[BEGIN TEXT EXCERPT]
SUMMARY OF INVENTION

Technical Problem

In a method for manufacturing an electronic component device that has an insulating resin layer and a wiring layer including wiring, multiple wiring structures may be formed from a single intermediate structure on which a wiring layer is formed by cutting a base material, which includes a resin portion, along with the wiring layer. However, since it is typical that the insulating resin layer constituting the wiring layer and the resin portion constituting the base material have different physical properties like hardness, cutting both at the same time using the same method is likely to cause a defect such as damage to one of them. This is particularly challenging when the base material includes a relatively hard resin portion that contains a lot of inorganic filler, as a cutting method suitable for cutting the resin portion is liable to cause delamination or damage to the insulating resin layer that constitutes the wiring layer.

Solution to Problem

The present disclosure includes the following.

[1]

A method for manufacturing a semiconductor package, comprising:

• • preparing an intermediate structure including a base material and a redistribution layer, the base material having a first main surface and a second main surface on a rear side of the first main surface, the redistribution layer being provided on the first main surface and comprising an insulating resin layer and wiring provided in the insulating resin layer, the base material comprising a resin portion comprising a through portion penetrating from the first main surface to the second main surface, the redistribution layer forming a trench having a bottom surface on which the through portion is exposed;
  • cutting the through portion along the trench, thereby forming a plurality of wiring structures, each comprising the divided base material and the redistribution layer provided on the base material,
  • in which the base material comprises
  • a first sealing structure comprising a first sealing resin layer with the first main surface and a rear surface on a rear side of the first main surface and a plurality of first semiconductor components sealed by the first sealing resin layer and connected to the wiring of the redistribution layer;
  • a second sealing structure comprising a second sealing resin layer having the second main surface and a rear surface on a rear side of the second main surface, a buildup layer being in contact with the rear surface, a plurality of second semiconductor components sealed by the second sealing resin layer on the buildup layer, and a plurality of connection terminals provided on a side of the buildup layer opposite to the second sealing resin layer; and
  • an underfill layer, and
  • the buildup layer forms an internal trench having a bottom surface on which the second sealing resin layer is exposed,
  • the second sealing structure is arranged so that a gap is formed between the first sealing structure and the second sealing structure in an orientation in which the connection terminal is in contact with the first sealing structure, and the first sealing structure and the second sealing structure are arranged so that the bottom surface of the trench and the bottom surface of the internal trench overlap when viewed from a thickness direction of the base material,
  • the underfill layer fills a periphery of the connection terminal in the gap and the internal trench,
  • the resin portion comprises the first sealing resin layer, the underfill layer, and the second sealing resin layer,
  • the through portion is cut along the trench and the internal trench, and
  • each of the plurality of wiring structures being formed has one or more of the first semiconductor components and one or more of the second semiconductor components.
[END TEXT EXCERPT]
TASK SET:
a: Decide whether each statement agrees with the patent excerpt, answering yes or no and quoting the words from the patent excerpt that settle it.
(i) The insulating resin layer and the resin portion of the base material typically have the same hardness.
(ii) The underfill layer fills the internal trench.
(iii) Each wiring structure formed has only first semiconductor components.
b: Using the patent excerpt, answer these questions:
(i) What three layers make up the resin portion?
(ii) What kind of resin portion in the base material makes cutting particularly challenging?
(iii) On which side of the buildup layer are the connection terminals provided?
c: Please translate this sentence from the patent excerpt into Spanish: "This is particularly challenging when the base material includes a relatively hard resin portion that contains a lot of inorganic filler, as a cutting method suitable for cutting the resin portion is liable to cause delamination or damage to the insulating resin layer that constitutes the wiring layer."
[BEGIN EXCERPTED RECORDS]
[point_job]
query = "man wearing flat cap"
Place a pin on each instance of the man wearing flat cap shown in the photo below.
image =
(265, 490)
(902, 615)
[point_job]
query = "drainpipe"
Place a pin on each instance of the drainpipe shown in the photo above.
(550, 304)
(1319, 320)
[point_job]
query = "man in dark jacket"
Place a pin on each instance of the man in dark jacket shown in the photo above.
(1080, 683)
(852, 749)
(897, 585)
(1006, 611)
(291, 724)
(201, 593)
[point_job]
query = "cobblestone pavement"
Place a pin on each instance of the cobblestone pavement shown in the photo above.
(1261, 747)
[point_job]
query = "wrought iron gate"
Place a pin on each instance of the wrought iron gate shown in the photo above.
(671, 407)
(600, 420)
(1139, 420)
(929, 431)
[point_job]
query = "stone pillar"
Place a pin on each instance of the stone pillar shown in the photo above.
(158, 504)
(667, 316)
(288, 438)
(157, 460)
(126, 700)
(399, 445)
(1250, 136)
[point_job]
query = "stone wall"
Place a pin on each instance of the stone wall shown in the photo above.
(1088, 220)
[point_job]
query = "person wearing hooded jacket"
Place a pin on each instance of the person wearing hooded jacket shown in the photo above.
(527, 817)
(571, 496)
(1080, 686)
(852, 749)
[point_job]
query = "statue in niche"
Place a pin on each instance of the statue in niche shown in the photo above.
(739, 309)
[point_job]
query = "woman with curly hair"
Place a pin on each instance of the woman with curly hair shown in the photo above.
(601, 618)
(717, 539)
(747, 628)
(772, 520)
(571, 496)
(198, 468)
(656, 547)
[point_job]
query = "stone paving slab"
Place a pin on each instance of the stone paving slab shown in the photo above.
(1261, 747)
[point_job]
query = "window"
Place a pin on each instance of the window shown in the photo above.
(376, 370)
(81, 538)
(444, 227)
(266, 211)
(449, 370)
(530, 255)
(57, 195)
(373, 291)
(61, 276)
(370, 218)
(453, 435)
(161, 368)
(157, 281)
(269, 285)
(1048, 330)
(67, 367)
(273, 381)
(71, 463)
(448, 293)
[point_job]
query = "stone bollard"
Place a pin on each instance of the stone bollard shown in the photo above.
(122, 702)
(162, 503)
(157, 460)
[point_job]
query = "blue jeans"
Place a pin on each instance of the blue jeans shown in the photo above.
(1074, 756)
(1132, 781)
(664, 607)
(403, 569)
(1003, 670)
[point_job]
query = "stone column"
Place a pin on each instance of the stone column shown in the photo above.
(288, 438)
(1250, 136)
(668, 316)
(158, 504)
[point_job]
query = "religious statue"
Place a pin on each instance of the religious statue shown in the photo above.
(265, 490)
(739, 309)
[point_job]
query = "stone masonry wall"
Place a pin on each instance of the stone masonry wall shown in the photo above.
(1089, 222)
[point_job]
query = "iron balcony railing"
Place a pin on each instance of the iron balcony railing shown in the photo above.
[END EXCERPTED RECORDS]
EXPECTED RESPONSES:
a:
(i) No: "it is typical that the insulating resin layer constituting the wiring layer and the resin portion constituting the base material have different physical properties like hardness"
(ii) Yes: "the underfill layer fills a periphery of the connection terminal in the gap and the internal trench"
(iii) No: "each of the plurality of wiring structures being formed has one or more of the first semiconductor components and one or more of the second semiconductor components"

b:
(i) The first sealing resin layer, the underfill layer, and the second sealing resin layer.
(ii) A relatively hard resin portion that contains a lot of inorganic filler.
(iii) On the side opposite to the second sealing resin layer.

c: Esto resulta especialmente difícil cuando el material base incluye una porción de resina relativamente dura que contiene una gran cantidad de relleno inorgánico, ya que un método de corte adecuado para cortar la porción de resina tiende a causar delaminación o daños en la capa de resina aislante que constituye la capa de cableado.